• [JOB ITEM] Can you write out the listing below again, changing every "clicks" to "taps" and leaving everything else the same?

[Stored records]
++++++++
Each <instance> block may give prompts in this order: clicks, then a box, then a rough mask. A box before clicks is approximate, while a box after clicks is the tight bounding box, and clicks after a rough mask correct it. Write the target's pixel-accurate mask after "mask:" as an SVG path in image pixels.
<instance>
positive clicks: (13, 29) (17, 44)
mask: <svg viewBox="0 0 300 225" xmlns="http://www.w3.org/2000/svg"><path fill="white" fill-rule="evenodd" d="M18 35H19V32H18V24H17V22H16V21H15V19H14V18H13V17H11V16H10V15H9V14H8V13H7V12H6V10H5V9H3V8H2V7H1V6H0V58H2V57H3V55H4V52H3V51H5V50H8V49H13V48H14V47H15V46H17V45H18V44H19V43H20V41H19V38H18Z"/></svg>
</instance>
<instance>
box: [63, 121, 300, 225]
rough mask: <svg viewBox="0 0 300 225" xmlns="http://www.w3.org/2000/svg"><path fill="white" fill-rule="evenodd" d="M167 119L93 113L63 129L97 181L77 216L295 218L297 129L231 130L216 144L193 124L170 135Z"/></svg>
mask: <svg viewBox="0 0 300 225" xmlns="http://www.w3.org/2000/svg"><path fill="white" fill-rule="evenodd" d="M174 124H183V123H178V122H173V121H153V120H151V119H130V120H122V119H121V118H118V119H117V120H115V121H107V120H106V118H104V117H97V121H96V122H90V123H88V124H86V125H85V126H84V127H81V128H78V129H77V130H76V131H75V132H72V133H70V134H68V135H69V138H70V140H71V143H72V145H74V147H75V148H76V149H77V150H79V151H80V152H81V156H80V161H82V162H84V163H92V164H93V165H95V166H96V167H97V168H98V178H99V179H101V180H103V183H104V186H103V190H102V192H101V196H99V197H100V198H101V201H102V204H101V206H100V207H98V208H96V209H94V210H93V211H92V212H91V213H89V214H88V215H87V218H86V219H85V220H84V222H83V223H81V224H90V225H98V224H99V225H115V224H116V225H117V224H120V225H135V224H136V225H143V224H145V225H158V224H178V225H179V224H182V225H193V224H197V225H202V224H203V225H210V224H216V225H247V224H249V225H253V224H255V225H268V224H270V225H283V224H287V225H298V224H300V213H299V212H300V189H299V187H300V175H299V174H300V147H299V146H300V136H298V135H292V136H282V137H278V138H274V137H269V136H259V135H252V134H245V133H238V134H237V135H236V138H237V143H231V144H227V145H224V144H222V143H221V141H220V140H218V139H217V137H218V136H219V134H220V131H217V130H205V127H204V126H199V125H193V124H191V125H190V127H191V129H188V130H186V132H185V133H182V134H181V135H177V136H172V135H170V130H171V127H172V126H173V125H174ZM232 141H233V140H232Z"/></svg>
++++++++
• [EXERCISE RESULT]
Each <instance> block may give prompts in this order: taps, then a box, then a rough mask. A box before taps is approximate, while a box after taps is the tight bounding box, and taps after a rough mask correct it. Write the target's pixel-accurate mask after "mask:" as an SVG path in image pixels.
<instance>
positive taps: (13, 29) (17, 44)
mask: <svg viewBox="0 0 300 225" xmlns="http://www.w3.org/2000/svg"><path fill="white" fill-rule="evenodd" d="M18 35H19V32H18V24H17V22H16V21H15V19H14V18H13V17H11V16H10V15H9V14H8V13H7V12H6V10H5V9H3V8H2V7H1V6H0V58H2V57H3V55H4V52H3V51H5V50H8V49H13V48H14V47H15V46H17V45H18V44H19V43H20V41H19V38H18Z"/></svg>
</instance>
<instance>
box: [63, 121, 300, 225]
rough mask: <svg viewBox="0 0 300 225" xmlns="http://www.w3.org/2000/svg"><path fill="white" fill-rule="evenodd" d="M167 119L93 113L63 129L97 181L77 216L295 218L297 129L231 130L216 144L193 124L170 135Z"/></svg>
mask: <svg viewBox="0 0 300 225" xmlns="http://www.w3.org/2000/svg"><path fill="white" fill-rule="evenodd" d="M174 124H183V123H178V122H173V121H153V120H151V119H130V120H122V119H121V118H118V119H117V120H115V121H107V120H106V118H104V117H97V121H96V122H90V123H88V124H86V125H85V126H84V127H81V128H78V129H77V130H76V131H75V132H72V133H70V134H68V135H69V138H70V140H71V143H72V145H74V147H75V148H76V149H77V150H79V151H80V152H81V156H80V161H82V162H84V163H92V164H93V165H95V166H96V167H97V168H98V178H99V179H101V180H103V183H104V186H103V190H102V192H101V196H99V197H100V198H101V201H102V204H101V206H100V207H98V208H96V209H94V210H93V211H92V212H91V213H89V214H88V215H87V218H86V219H85V220H84V222H83V223H81V224H90V225H98V224H99V225H115V224H116V225H117V224H120V225H135V224H136V225H143V224H145V225H158V224H178V225H179V224H182V225H193V224H197V225H202V224H203V225H210V224H216V225H247V224H249V225H253V224H255V225H268V224H270V225H283V224H287V225H298V224H300V213H299V212H300V189H299V187H300V175H299V174H300V147H299V146H300V136H298V135H292V136H282V137H278V138H274V137H269V136H259V135H252V134H245V133H238V134H237V135H236V138H237V143H231V144H227V145H224V144H222V143H221V141H220V140H218V139H217V137H218V136H219V134H220V131H217V130H205V127H204V126H199V125H193V124H191V125H190V127H191V129H188V130H186V132H185V133H182V134H181V135H177V136H172V135H170V130H171V127H172V126H173V125H174ZM232 141H233V140H232Z"/></svg>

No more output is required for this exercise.